# TASK ITEM
Nothing but the images is to be left out of your exact copy of the entries.

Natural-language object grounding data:
========

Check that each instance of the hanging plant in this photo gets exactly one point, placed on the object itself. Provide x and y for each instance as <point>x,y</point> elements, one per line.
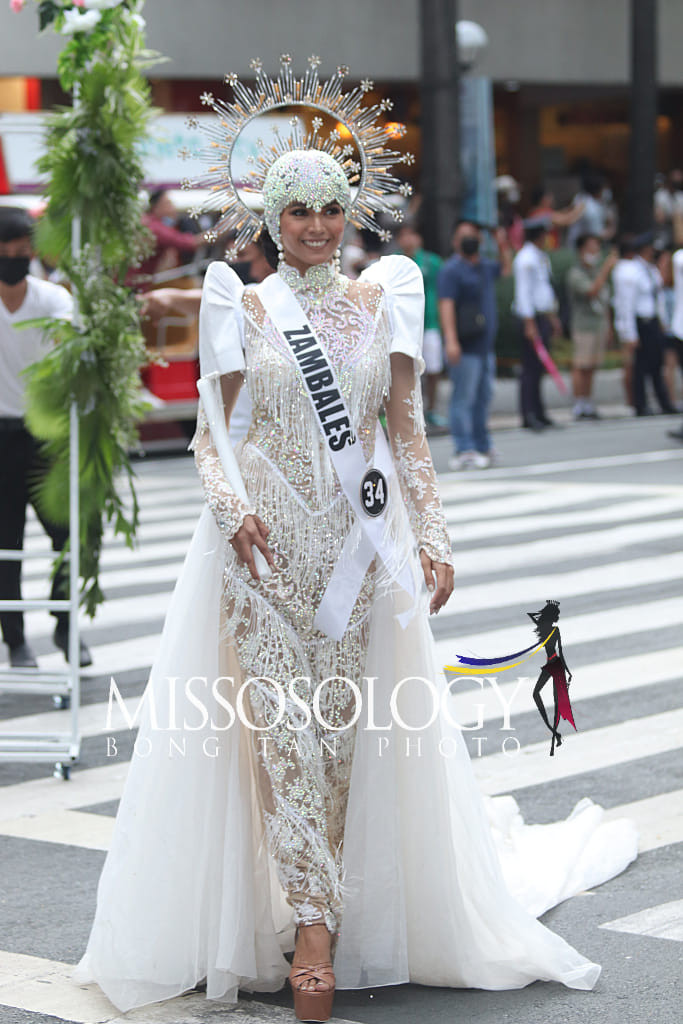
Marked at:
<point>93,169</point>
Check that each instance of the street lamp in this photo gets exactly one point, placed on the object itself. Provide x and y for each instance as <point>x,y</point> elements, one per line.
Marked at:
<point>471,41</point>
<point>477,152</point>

========

# EXERCISE RESULT
Check that each instance of the hanging plant in this photo gets exactly one point, placed on the object itself. Provide x and y for each instance as <point>x,y</point> elements, one per line.
Marked at:
<point>93,169</point>
Check that each instance of the street lamp in this photo gets exactly one point, placed on the object itself. Provide x and y for each instance as <point>x,y</point> elements, one per line.
Marked at:
<point>471,41</point>
<point>477,152</point>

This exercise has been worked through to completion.